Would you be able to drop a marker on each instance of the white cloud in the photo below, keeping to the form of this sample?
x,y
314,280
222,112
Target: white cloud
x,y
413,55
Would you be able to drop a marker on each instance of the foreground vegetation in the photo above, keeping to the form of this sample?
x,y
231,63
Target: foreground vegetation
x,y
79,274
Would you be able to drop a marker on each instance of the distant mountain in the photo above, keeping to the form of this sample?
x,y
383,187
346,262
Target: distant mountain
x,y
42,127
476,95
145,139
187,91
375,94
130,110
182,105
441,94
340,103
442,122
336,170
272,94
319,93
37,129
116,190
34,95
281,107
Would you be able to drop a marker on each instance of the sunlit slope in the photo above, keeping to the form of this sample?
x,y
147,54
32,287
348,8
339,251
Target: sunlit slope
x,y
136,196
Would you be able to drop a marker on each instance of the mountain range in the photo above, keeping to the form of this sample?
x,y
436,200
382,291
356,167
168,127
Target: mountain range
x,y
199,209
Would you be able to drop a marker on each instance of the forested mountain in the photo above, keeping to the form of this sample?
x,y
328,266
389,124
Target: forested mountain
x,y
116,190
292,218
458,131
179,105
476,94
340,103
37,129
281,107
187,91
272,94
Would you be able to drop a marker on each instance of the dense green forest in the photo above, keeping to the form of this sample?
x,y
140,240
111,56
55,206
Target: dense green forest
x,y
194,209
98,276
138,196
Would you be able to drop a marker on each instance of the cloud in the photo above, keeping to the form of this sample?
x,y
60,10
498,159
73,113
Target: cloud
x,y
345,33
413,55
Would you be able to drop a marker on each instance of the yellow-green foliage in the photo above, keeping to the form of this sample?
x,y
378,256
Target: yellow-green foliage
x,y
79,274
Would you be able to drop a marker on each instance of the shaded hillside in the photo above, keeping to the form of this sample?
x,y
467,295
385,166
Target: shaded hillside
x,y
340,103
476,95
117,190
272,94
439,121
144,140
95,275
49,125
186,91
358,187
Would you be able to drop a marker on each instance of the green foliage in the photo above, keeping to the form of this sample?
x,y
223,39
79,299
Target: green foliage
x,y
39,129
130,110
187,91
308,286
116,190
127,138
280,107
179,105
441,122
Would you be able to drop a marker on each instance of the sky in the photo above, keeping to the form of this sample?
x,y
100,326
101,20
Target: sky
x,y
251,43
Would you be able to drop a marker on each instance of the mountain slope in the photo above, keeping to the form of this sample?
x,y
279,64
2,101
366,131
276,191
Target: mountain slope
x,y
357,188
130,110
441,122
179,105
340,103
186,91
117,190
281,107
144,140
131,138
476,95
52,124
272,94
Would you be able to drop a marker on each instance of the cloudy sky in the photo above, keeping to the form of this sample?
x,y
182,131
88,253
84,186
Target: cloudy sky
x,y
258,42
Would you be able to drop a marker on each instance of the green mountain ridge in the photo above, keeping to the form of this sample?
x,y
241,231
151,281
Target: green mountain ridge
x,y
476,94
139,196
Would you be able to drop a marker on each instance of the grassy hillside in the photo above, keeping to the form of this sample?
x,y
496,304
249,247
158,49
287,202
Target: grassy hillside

---+---

### Aim of the exercise
In the entries above, count each line with "grassy"; reply with the total only.

### Reply to the task
2